## Tasks for this exercise:
(a) In the transcript about Cloetta's new facility, how many fewer FTEs will the new facility need than the three sites being consolidated?
(b) In the transcript about Cloetta's new facility, rewrite the paragraph beginning "What we will do during the construction phase" as a short bulleted list that keeps its main facts.
(c) Continue the transcript about Cloetta's new facility from where it stops.

[Extracted text Boundary: Start]

As we are building a new facility, we will with that enable the growth, but we will also bring in and have the opportunity to bring in new technologies that will enable us to reduce the carbon footprint and deliver the savings through the fact that we need less labor in this highly automated facility. While we are consolidating, bringing new technologies in, with that, we also actually enable further innovations that are in the pipeline for Cloetta as a business. Let's have a look at what that looks like, and I will zoom in to a slide and a graph that Henri showed before. On the left-hand side, you see the red bars. Those red bars effectively indicate that the current network is full. We are running at the maximum capacity of our network.

What we will do during the construction phase of this project is we will try to seek for further efficiencies within the current network, as well as work with our strategic third-party suppliers to enable this growth. Later on, when the red bars turn green, and then we're looking at the end of 2024, when this new facility comes on stream, we will start up two new lines. From there onwards, we will be able to facilitate that growth through our own network. If we then move into 2025 and into 2026, you actually see that the gray bar becomes less. That gray bar becoming less means that we are able then to in-source the current volume that is with our third-party suppliers.

This roughly equates to 3.5 kilotons, and Frans will show you what it means in terms of the financials. Further on, when you look to the right, you see that we are increasing the volume produced. This is then done through our current network, the sites that are still then part of this core candy category by increasing shift pattern, maximizing the delivery through this network. Now you might question, how are we going to deliver that, so those savings? That's what I'd like to show you here. Point one, we are building a greenfield facility. With building this greenfield facility, we are able to challenge the current ways of working. Our current network isn't necessarily set up in the most efficient way.

What we will do based on all the latest insights, industry insights I should say here, available, we are looking to streamline our current setup. With that, we effectively enable then the possibility to use less labor through those, streamlined sites and using technology available that facilitates that. That equates roughly to like for like, 150 FTEs less in the new facility than we have currently, in our three facilities that we are consolidating. Secondly, which is point two, we are consolidating three sites. That would mean, as Henry already said, you know, less management. With that, also the requirement of indirect costs related to operating those sites. For instance, as an example, maintenance required to run that consolidated site will be less than the money currently spent on those three sites individually.

[Extracted text Boundary: End]
[Excerpted records Boundary: Start]

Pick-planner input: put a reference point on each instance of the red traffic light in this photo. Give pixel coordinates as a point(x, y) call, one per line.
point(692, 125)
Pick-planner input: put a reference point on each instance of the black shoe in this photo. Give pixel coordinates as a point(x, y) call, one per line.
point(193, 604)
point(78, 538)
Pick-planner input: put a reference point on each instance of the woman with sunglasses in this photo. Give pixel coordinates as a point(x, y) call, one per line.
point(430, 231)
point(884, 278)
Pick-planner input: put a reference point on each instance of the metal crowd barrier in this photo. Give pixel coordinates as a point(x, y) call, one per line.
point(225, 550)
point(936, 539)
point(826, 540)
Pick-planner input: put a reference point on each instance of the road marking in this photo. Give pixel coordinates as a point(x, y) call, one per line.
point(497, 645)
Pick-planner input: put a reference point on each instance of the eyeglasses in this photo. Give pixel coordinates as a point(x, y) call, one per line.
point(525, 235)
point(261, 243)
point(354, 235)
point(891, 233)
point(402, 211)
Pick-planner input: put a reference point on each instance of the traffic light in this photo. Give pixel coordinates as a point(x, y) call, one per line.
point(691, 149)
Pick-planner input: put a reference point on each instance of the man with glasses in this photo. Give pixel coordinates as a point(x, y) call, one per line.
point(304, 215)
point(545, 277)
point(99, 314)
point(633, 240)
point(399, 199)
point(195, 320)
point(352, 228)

[Excerpted records Boundary: End]

## Results by task:
(a) Roughly 150 FTEs fewer, like for like.

(b)
- During construction, the company will seek further efficiencies in the current network and work with strategic third-party suppliers to enable growth.
- At the end of 2024, when the new facility comes on stream, two new lines will start up, and growth can then be handled through the company's own network.
- In 2025 and 2026, the gray bar shrinks, meaning volume now made by third-party suppliers can be in-sourced.

(c)
Then thirdly, but not lastly, we will also create savings by producing right first time and using new technologies that in itself enable us to produce less waste or what we call rework that goes back into the process. That is how we are planning to deliver those savings. If you look at it from a sustainability point of view, as already mentioned, we have a big green tick box on the sustainable electricity used in our current facilities. We do expect further savings from this consolidated network and working with our suppliers, which you see in the bottom left and the middle left, working with our suppliers to challenge the current status quo, reducing the units used to produce our products.

As well as, I go to the top middle, we will seek for technologies that use less gas or, you know, move to sustainable sources or even totally engineering out the use of gas in the future. Also, I move to the right, with a consolidated network, we will have less transport movements within the network, i.e., meaning less road kilometers, so therefore reducing our carbon emission. Last but not least, by reducing, sorry, by producing, I should say, less waste, you also use less resources to produce that product, meaning less carbon emission. Let's look into, you know, the timeline of this project. We're standing here, 2022. I do appreciate that, you know, we are looking at a timeline up to 2026, and it takes a while, but it is also realistic, yeah.

Unfortunately, I don't have a magic wand and the ability to say, "Hey, let's start a new facility today." In 2022, we have, like I said, secured a plot of land through an option with the Roosendaal municipality. We are currently going through all the processes that are required before we can put a stake in the ground. To end, obviously as well, and I should not forget that, we need to reach an agreement with the unions in Belgium because we are closing three sites. We are retaining effectively the opportunity to transfer to bring our current employees from the current sites to the future site, but we also need to take care of those employees that cannot move with us to the new facility.

In 2023, we will start the building of this new facility, and then into 2024, we will bring new lines into that new facility to start production. That in itself, as I showed in the volume graph, will take us up to 2025, and Frans will show you the financials related to that. Into 2025 to bring this new site fully up and running, and then into 2026, we will decommission our current sites and sell off those facilities because they are owned by us. Where does this leave us in total? Henry showed you the top graph, and what I can say here, you know, all the sites will then show green. We will have created a state-of-the-art facility and a network that is sufficient for the future, and we'll be able to deliver that growth.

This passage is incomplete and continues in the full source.